------ Data provided ------

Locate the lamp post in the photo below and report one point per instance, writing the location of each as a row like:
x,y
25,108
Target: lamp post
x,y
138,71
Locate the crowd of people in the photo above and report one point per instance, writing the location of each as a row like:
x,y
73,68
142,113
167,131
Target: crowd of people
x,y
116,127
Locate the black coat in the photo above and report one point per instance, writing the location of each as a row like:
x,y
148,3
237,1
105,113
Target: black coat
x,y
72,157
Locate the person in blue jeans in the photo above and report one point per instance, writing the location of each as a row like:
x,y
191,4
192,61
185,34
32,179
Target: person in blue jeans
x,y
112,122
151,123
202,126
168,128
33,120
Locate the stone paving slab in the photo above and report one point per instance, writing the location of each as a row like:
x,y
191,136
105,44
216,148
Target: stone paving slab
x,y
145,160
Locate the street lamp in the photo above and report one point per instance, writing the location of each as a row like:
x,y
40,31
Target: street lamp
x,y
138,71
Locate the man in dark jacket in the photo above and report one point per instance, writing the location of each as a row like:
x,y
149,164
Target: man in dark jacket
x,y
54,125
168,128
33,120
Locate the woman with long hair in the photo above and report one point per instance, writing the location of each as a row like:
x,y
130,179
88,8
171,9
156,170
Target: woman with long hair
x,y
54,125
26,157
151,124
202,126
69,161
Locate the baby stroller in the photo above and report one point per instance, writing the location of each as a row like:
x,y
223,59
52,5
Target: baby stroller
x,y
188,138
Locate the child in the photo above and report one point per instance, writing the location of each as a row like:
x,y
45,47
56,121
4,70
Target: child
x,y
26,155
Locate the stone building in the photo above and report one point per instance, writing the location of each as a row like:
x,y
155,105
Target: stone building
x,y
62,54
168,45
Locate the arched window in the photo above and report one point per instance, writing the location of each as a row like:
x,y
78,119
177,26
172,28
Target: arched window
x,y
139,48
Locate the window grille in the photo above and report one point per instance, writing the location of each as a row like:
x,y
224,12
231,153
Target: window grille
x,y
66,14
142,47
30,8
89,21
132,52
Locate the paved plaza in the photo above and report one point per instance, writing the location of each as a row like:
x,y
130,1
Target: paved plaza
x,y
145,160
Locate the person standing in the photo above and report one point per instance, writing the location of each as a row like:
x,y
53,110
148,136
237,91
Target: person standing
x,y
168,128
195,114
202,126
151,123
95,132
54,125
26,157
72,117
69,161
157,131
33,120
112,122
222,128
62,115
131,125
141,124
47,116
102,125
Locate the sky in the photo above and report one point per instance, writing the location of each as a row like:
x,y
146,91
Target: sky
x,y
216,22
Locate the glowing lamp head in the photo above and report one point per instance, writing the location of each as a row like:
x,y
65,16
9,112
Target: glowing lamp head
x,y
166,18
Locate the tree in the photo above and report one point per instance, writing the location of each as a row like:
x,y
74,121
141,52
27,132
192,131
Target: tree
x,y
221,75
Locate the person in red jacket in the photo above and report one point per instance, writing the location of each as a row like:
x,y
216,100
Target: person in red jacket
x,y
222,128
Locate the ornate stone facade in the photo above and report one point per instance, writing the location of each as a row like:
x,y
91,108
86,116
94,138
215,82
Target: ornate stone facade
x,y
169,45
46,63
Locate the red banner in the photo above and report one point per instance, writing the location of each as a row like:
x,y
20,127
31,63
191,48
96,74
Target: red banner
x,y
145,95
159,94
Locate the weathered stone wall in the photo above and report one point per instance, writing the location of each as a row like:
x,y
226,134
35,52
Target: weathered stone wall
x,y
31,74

------

Retype the material above, line by line, exactly.

Locate the lamp post in the photo below and report one point per instance, writing the location of each as a row like:
x,y
25,108
Target: lamp post
x,y
138,71
Locate the crowd of people in the photo above and report one point per instance, writing the location of each as a row like:
x,y
73,68
142,113
167,131
Target: crowd of people
x,y
116,127
Locate the black coat in the photo above and report one point per instance, writing the location of each as a row like:
x,y
148,3
237,1
105,113
Target: black coat
x,y
72,157
Locate the person in blue jeans in the photo above and report one point per instance, writing the location of each as a row like:
x,y
191,4
192,61
185,34
32,179
Target: person in blue jeans
x,y
112,122
151,123
202,126
168,128
33,120
Locate the stone paving slab in the photo above and report one point per instance, writing the location of each as a row like:
x,y
191,136
105,44
216,148
Target: stone paving slab
x,y
145,160
Locate the street lamp in the photo above and report one point per instance, writing the location of each as a row like:
x,y
40,31
Target: street lamp
x,y
138,71
Locate the man in dark jacket in the photo above and report one point per instance, writing the location of each as a row like:
x,y
149,164
Target: man in dark jacket
x,y
54,125
168,128
33,120
Locate the woman with long hair in the photo above and report one point per instance, writing the location of each as a row like:
x,y
130,179
88,8
171,9
156,170
Target: woman with long hair
x,y
54,125
26,157
151,124
202,126
69,161
Locate the baby stroller in the photo above and report one point per instance, writing the location of each as a row like:
x,y
223,59
52,5
Target: baby stroller
x,y
188,138
Locate the child in the photo above and report one point per instance, writing the location of each as a row like:
x,y
45,47
56,121
4,70
Target: child
x,y
26,155
Locate the stone building in the photo above and report one point per instance, writing the location of each as a row like:
x,y
155,105
Target: stone building
x,y
62,54
168,45
Locate the arched window in the photo above and report one point per instance, writing the location of each as a row like:
x,y
78,119
177,26
172,28
Target: arched window
x,y
139,48
Locate the window grille in the photo above and report one point per instance, writing the location of each as a row like:
x,y
224,12
231,153
Target: window grille
x,y
66,14
142,47
30,8
89,21
132,52
Locate the paved plaza in the photo above and report one point per instance, writing the location of each as a row like:
x,y
130,1
Target: paved plaza
x,y
145,160
Locate the person standing in the photo above and report one point per instance, writing the location of each as a row like:
x,y
53,110
148,136
237,91
Target: person standing
x,y
168,128
195,114
202,126
151,123
95,132
54,125
26,157
72,117
69,161
157,131
33,120
112,122
222,128
62,115
131,125
141,124
47,116
102,125
Locate the sky in the photo above and report one point per instance, writing the location of each as a row like:
x,y
146,91
Target: sky
x,y
216,22
Locate the glowing lamp head in the photo above and report one point per instance, writing the location of each as a row like:
x,y
65,16
9,112
Target: glowing lamp head
x,y
166,18
Locate the tree in the photo above and report one point per instance, writing the location of each as a row like:
x,y
74,121
141,52
27,132
192,131
Target: tree
x,y
221,75
Locate the person in red jacket in the photo above and report one point per instance, writing the location of each as a row like:
x,y
216,100
Target: person in red jacket
x,y
222,128
Locate the ornate stone facade in the photo above and report one point per instance, writing the location of each as a row like:
x,y
91,108
86,116
94,138
215,82
Target: ornate stone facade
x,y
169,45
46,63
Locate the red banner in the photo above and report one point per instance, writing the location of each as a row like:
x,y
20,127
31,63
191,48
96,74
Target: red banner
x,y
145,95
159,94
Locate the weathered stone wall in the photo above and report one point per instance, writing the location of each as a row like:
x,y
226,134
35,52
Target: weathered stone wall
x,y
31,74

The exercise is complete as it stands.